### Information supplied
+ + + +
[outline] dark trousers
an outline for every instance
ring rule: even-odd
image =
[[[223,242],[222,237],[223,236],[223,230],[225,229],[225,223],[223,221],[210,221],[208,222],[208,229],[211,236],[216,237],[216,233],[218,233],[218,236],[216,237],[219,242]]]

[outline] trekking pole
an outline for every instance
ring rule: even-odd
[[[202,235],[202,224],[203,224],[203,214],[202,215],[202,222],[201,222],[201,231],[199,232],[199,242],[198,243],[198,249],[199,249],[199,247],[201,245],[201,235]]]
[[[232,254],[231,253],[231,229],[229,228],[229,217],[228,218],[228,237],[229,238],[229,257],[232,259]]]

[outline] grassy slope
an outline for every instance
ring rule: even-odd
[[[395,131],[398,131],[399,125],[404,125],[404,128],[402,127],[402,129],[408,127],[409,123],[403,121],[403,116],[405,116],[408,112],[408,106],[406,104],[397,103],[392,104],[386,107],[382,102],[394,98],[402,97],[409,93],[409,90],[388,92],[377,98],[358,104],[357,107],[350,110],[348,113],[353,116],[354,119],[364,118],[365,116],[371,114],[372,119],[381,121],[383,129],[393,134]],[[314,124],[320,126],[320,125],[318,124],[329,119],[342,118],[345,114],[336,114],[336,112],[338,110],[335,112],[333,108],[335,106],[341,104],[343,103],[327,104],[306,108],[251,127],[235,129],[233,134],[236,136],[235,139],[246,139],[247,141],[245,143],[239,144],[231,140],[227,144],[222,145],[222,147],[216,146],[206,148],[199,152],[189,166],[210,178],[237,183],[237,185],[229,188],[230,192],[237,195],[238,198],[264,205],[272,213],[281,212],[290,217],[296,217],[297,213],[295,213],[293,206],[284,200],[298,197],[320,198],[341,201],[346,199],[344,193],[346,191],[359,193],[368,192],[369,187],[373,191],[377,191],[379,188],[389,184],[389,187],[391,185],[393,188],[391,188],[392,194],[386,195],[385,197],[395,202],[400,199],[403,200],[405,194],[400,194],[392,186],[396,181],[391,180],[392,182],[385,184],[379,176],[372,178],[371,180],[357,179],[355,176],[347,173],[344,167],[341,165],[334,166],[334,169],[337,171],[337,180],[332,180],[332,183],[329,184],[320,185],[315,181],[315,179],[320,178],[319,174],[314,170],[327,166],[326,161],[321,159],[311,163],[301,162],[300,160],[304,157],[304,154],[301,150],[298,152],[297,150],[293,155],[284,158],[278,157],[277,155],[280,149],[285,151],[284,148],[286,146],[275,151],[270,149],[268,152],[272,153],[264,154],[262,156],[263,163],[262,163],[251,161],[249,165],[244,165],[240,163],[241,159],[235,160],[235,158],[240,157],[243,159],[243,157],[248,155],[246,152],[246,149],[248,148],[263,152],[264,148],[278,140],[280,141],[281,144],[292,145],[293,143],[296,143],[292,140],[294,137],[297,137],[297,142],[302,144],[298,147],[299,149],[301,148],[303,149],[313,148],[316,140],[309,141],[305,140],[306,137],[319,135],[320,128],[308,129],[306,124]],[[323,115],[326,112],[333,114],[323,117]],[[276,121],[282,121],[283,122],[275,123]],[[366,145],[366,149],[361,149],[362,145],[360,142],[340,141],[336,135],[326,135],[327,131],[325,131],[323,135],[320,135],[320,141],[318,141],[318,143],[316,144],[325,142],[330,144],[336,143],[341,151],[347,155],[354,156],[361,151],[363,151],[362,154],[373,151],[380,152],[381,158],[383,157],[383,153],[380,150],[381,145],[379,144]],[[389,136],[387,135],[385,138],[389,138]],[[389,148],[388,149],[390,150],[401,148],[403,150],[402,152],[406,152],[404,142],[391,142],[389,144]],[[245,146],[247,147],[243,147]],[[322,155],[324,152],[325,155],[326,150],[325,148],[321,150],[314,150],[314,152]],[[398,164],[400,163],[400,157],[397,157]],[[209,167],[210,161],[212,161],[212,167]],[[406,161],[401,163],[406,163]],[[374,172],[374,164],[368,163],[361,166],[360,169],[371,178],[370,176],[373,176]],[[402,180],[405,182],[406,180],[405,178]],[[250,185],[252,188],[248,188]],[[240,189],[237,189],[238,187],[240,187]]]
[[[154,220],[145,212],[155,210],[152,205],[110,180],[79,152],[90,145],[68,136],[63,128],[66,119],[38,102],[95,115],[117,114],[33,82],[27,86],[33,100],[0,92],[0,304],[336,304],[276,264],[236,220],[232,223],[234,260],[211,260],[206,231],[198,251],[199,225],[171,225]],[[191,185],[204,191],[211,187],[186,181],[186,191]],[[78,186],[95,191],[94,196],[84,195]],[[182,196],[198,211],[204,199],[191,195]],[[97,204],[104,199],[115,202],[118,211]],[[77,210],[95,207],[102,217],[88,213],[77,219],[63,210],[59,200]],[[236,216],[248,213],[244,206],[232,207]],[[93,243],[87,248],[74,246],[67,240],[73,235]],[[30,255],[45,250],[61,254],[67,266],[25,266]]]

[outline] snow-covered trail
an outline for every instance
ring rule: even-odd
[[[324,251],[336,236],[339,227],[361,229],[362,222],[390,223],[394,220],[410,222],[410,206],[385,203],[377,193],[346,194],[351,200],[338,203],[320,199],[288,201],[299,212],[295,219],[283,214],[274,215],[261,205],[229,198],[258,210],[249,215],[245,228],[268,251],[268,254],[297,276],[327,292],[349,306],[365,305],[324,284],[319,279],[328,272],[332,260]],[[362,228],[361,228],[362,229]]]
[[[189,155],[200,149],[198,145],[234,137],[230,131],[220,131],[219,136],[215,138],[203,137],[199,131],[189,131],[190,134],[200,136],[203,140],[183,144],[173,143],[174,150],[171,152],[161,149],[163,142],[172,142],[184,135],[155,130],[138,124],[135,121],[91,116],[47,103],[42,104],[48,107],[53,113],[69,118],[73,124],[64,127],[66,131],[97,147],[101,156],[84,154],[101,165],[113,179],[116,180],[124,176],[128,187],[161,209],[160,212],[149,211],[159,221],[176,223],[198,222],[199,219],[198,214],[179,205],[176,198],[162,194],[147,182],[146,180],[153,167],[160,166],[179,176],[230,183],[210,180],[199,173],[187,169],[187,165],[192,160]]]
+ + + +
### Instruction
Reproduce every one of the lines above, character for character, with nothing changed or left out.

### Complete response
[outline] dark trousers
an outline for every instance
ring rule: even-odd
image =
[[[223,242],[222,237],[223,236],[223,230],[225,229],[225,223],[223,221],[210,221],[208,222],[208,229],[211,236],[216,237],[216,233],[218,233],[218,236],[216,237],[219,242]]]

[outline] trekking pole
an outline for every instance
ring rule: even-odd
[[[202,235],[202,224],[203,224],[203,214],[202,215],[202,222],[201,222],[201,231],[199,232],[199,242],[198,243],[198,249],[199,249],[199,247],[201,245],[201,235]]]
[[[232,254],[231,253],[231,229],[229,228],[229,217],[228,218],[228,237],[229,238],[229,257],[232,259]]]

[outline] grassy slope
an outline for every instance
ring rule: even-odd
[[[395,131],[398,131],[399,125],[404,125],[404,128],[402,127],[402,129],[408,127],[409,123],[403,121],[403,116],[405,116],[408,112],[408,106],[406,104],[397,103],[392,104],[386,107],[382,102],[394,98],[402,97],[409,93],[409,90],[388,92],[377,98],[358,104],[357,107],[350,110],[348,113],[353,116],[354,119],[364,118],[365,116],[371,114],[372,119],[381,121],[383,129],[393,134]],[[314,124],[320,126],[320,125],[318,124],[329,119],[342,118],[345,114],[336,114],[336,112],[338,110],[335,112],[333,108],[335,106],[341,104],[343,103],[327,104],[306,108],[251,127],[235,129],[233,134],[236,136],[235,139],[246,139],[247,141],[245,143],[239,144],[231,140],[227,144],[222,145],[222,147],[216,146],[206,148],[199,152],[189,166],[210,178],[237,183],[237,185],[229,188],[230,192],[237,195],[238,198],[264,205],[272,213],[281,212],[290,217],[296,217],[297,213],[295,213],[293,206],[284,200],[298,197],[320,198],[341,201],[346,199],[344,193],[346,191],[359,193],[368,192],[369,187],[373,191],[377,191],[379,188],[389,184],[389,187],[391,185],[393,188],[391,188],[392,194],[386,195],[385,197],[395,202],[400,199],[403,200],[405,194],[400,194],[392,186],[396,181],[391,180],[392,182],[385,184],[379,176],[372,178],[371,180],[357,179],[355,176],[347,173],[344,167],[341,165],[334,166],[334,169],[337,171],[337,180],[332,180],[332,183],[329,184],[320,185],[315,181],[315,179],[320,178],[319,174],[314,170],[327,166],[326,161],[321,159],[311,163],[301,162],[300,160],[304,157],[304,154],[301,150],[298,152],[297,150],[293,155],[284,158],[278,157],[277,155],[280,149],[285,151],[284,148],[286,146],[275,151],[270,149],[268,152],[272,153],[264,154],[262,156],[263,163],[262,163],[251,161],[249,165],[244,165],[240,163],[241,159],[235,160],[235,158],[240,157],[243,159],[243,157],[248,155],[246,152],[246,149],[248,148],[263,152],[264,148],[278,140],[280,141],[281,144],[292,145],[293,143],[296,143],[292,140],[294,137],[297,137],[297,142],[302,144],[298,147],[299,149],[301,148],[303,149],[313,148],[316,140],[309,141],[305,140],[306,137],[319,135],[320,128],[308,129],[306,124]],[[323,115],[326,112],[333,114],[323,117]],[[276,121],[282,121],[283,122],[275,123]],[[366,145],[366,149],[361,149],[362,145],[360,142],[340,141],[336,135],[326,135],[327,131],[325,131],[323,135],[320,135],[320,141],[318,141],[318,143],[316,144],[325,142],[330,144],[336,143],[341,151],[347,155],[354,156],[361,151],[363,151],[362,154],[373,151],[380,152],[381,158],[383,157],[383,153],[380,150],[381,145],[379,144]],[[389,136],[387,135],[385,138],[389,138]],[[389,148],[388,149],[390,150],[401,148],[403,150],[402,152],[406,152],[404,142],[391,142],[389,144]],[[245,146],[247,147],[243,147]],[[322,155],[324,152],[325,155],[326,150],[325,148],[321,150],[314,150],[314,152]],[[398,164],[400,163],[400,157],[397,157]],[[209,167],[210,161],[212,161],[212,167]],[[406,161],[401,163],[406,163]],[[374,172],[374,164],[368,163],[361,166],[360,169],[371,178],[370,176],[373,176]],[[402,180],[405,182],[406,180],[405,178]],[[250,185],[252,188],[248,188]],[[240,189],[237,189],[238,187],[240,187]]]
[[[154,220],[145,212],[155,210],[152,205],[110,180],[79,152],[90,145],[68,136],[63,128],[66,119],[38,102],[95,115],[117,114],[33,82],[27,86],[33,100],[0,92],[0,304],[336,304],[276,264],[236,220],[232,223],[234,260],[211,260],[206,231],[198,251],[199,225],[171,225]],[[191,185],[204,191],[211,187],[186,181],[186,191]],[[78,186],[95,191],[94,196],[84,195]],[[182,196],[198,211],[204,199],[191,195]],[[97,204],[104,199],[115,202],[118,211]],[[77,210],[95,207],[102,217],[88,213],[77,219],[63,210],[59,200]],[[236,216],[248,213],[244,206],[232,207]],[[93,243],[87,248],[74,246],[67,240],[73,235]],[[30,255],[45,250],[61,254],[67,266],[25,266]]]

[outline] snow-covered trail
an outline for every instance
ring rule: even-odd
[[[324,251],[336,236],[339,227],[361,229],[362,222],[390,223],[394,220],[410,222],[410,206],[385,203],[377,193],[346,194],[351,200],[338,203],[320,199],[288,201],[299,212],[295,219],[283,214],[274,215],[261,205],[229,198],[258,210],[249,215],[245,228],[268,251],[268,254],[297,276],[327,292],[349,306],[365,305],[324,284],[319,279],[328,272],[332,260]],[[362,228],[361,228],[362,229]]]
[[[189,155],[200,149],[198,145],[234,137],[230,131],[220,131],[219,136],[215,138],[203,137],[199,131],[189,131],[190,134],[200,136],[203,140],[183,144],[173,143],[174,150],[171,152],[161,149],[163,142],[172,142],[184,135],[155,130],[138,124],[135,121],[91,116],[47,103],[42,104],[48,107],[53,113],[69,118],[73,124],[64,127],[66,131],[97,147],[101,156],[84,154],[101,165],[113,179],[116,180],[124,176],[128,187],[161,209],[160,212],[149,211],[159,221],[176,223],[198,222],[199,219],[198,214],[179,205],[176,198],[162,194],[147,182],[146,180],[153,167],[160,166],[179,176],[230,183],[210,180],[199,173],[187,169],[187,165],[192,160]]]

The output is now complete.